## Task prompt
Output the entries that follow, word for word.

Referring expression pointing data:

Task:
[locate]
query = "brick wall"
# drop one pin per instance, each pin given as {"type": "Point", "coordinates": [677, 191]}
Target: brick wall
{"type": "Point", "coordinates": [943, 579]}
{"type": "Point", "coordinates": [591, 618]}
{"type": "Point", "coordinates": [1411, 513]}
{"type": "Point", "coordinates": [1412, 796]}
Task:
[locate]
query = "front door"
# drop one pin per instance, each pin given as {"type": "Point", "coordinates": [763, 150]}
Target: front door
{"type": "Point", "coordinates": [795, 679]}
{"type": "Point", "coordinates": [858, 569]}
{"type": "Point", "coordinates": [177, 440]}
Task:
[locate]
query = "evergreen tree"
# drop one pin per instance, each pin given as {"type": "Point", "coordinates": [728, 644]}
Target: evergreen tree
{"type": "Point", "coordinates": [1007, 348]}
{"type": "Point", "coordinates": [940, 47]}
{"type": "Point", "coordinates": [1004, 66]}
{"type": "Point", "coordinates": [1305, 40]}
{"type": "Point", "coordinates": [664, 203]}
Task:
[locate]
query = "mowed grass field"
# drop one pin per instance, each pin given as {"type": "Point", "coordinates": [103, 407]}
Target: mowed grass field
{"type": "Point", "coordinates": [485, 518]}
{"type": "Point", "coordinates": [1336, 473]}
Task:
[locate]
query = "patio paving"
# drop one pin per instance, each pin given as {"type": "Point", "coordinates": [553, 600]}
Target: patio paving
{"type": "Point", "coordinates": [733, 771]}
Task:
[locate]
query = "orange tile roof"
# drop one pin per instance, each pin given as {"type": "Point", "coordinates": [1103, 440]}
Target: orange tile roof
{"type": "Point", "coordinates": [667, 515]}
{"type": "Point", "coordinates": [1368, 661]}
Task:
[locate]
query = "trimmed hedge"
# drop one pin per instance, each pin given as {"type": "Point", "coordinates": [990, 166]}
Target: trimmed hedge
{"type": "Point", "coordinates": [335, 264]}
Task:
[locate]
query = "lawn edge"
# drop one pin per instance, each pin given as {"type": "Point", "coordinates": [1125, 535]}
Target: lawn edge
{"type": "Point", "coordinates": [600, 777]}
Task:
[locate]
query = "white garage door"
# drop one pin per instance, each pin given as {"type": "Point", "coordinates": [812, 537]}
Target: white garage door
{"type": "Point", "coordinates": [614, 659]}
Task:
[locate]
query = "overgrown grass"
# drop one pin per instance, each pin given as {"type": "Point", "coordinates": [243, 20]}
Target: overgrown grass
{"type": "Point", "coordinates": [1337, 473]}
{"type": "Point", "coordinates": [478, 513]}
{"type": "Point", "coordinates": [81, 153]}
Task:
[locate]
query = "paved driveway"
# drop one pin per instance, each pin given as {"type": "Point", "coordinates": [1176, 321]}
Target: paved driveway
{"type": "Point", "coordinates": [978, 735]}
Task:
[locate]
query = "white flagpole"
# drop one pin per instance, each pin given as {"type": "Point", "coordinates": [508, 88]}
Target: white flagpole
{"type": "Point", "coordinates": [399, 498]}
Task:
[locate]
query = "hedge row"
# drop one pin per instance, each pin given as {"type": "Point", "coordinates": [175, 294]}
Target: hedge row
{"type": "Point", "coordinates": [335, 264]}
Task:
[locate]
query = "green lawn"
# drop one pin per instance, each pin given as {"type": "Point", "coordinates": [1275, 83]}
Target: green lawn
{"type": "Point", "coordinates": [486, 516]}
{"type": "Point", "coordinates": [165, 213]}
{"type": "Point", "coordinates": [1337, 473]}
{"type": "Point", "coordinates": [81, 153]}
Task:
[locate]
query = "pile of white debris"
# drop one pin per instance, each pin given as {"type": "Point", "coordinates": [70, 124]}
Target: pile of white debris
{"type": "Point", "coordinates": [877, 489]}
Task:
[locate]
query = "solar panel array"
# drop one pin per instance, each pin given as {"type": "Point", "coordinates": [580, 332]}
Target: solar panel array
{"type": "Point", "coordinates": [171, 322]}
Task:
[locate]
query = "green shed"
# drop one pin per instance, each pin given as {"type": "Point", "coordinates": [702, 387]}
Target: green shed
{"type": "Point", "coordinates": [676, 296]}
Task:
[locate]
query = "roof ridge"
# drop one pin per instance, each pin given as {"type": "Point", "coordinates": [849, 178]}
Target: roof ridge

## Response
Task:
[locate]
query = "brick wall"
# drop one pin per instance, each pin given as {"type": "Point", "coordinates": [677, 191]}
Target: brick wall
{"type": "Point", "coordinates": [943, 579]}
{"type": "Point", "coordinates": [591, 618]}
{"type": "Point", "coordinates": [1411, 513]}
{"type": "Point", "coordinates": [1412, 796]}
Task:
[locate]
query = "front door"
# drop one pin per instance, each pin given as {"type": "Point", "coordinates": [763, 150]}
Target: front door
{"type": "Point", "coordinates": [795, 679]}
{"type": "Point", "coordinates": [858, 569]}
{"type": "Point", "coordinates": [177, 440]}
Task:
[locate]
query = "evergreen tree"
# drop one pin per instance, each pin given as {"type": "Point", "coordinates": [728, 644]}
Target: evergreen tree
{"type": "Point", "coordinates": [1007, 348]}
{"type": "Point", "coordinates": [940, 47]}
{"type": "Point", "coordinates": [1004, 66]}
{"type": "Point", "coordinates": [1305, 40]}
{"type": "Point", "coordinates": [664, 203]}
Task:
[locate]
query = "mowed grass field"
# drop one pin per instance, each pin given as {"type": "Point", "coordinates": [103, 407]}
Target: mowed grass field
{"type": "Point", "coordinates": [485, 518]}
{"type": "Point", "coordinates": [1336, 473]}
Task:
[locate]
query = "patio paving"
# drop one pin per instance, each pin given as {"type": "Point", "coordinates": [553, 600]}
Target: patio paving
{"type": "Point", "coordinates": [733, 771]}
Task:
[locate]
query = "orange tile roof"
# drop one pin per instance, each pin given as {"type": "Point", "coordinates": [1103, 440]}
Target: orange tile roof
{"type": "Point", "coordinates": [667, 515]}
{"type": "Point", "coordinates": [1368, 661]}
Task:
[locate]
query = "trimmed hedge"
# drop one pin per instance, each pin given as {"type": "Point", "coordinates": [990, 166]}
Target: trimmed hedge
{"type": "Point", "coordinates": [335, 264]}
Task:
[locate]
query = "lawn edge"
# drop one pin per instance, each pin given as {"type": "Point", "coordinates": [1125, 535]}
Target: lawn edge
{"type": "Point", "coordinates": [600, 777]}
Task:
[locate]
query = "white garage door"
# drop one pin per instance, each pin given as {"type": "Point", "coordinates": [812, 537]}
Target: white garage door
{"type": "Point", "coordinates": [614, 659]}
Task:
[locate]
query = "overgrown grass"
# drop one pin per instance, each pin given as {"type": "Point", "coordinates": [243, 20]}
Target: overgrown grass
{"type": "Point", "coordinates": [1337, 473]}
{"type": "Point", "coordinates": [478, 513]}
{"type": "Point", "coordinates": [81, 153]}
Task:
[locate]
query = "paved driveway"
# drop one pin per instance, each pin given as {"type": "Point", "coordinates": [1176, 321]}
Target: paved driveway
{"type": "Point", "coordinates": [978, 735]}
Task:
[locate]
query = "white flagpole"
# drop one pin per instance, each pin given as {"type": "Point", "coordinates": [508, 88]}
Target: white flagpole
{"type": "Point", "coordinates": [399, 498]}
Task:
[locate]
query = "hedge row"
# drop one pin per instance, each pin given as {"type": "Point", "coordinates": [175, 294]}
Target: hedge row
{"type": "Point", "coordinates": [335, 264]}
Task:
[locate]
query = "green lawn"
# drop one pin per instance, each pin given as {"type": "Point", "coordinates": [1275, 83]}
Target: green lawn
{"type": "Point", "coordinates": [486, 516]}
{"type": "Point", "coordinates": [165, 213]}
{"type": "Point", "coordinates": [1337, 473]}
{"type": "Point", "coordinates": [81, 153]}
Task:
[locate]
query = "pile of white debris"
# drop one pin per instance, each pin given as {"type": "Point", "coordinates": [70, 124]}
Target: pile of white debris
{"type": "Point", "coordinates": [877, 489]}
Task:
[locate]
query = "solar panel array"
# drop one pin per instance, each pin given as {"type": "Point", "coordinates": [580, 332]}
Target: solar panel array
{"type": "Point", "coordinates": [171, 322]}
Task:
[locate]
query = "green shed"
# drop one pin per instance, each pin given as {"type": "Point", "coordinates": [702, 387]}
Target: green shed
{"type": "Point", "coordinates": [676, 296]}
Task:
[locate]
query = "roof ridge"
# drop one pin per instance, each pin given as {"type": "Point", "coordinates": [849, 178]}
Target: roof ridge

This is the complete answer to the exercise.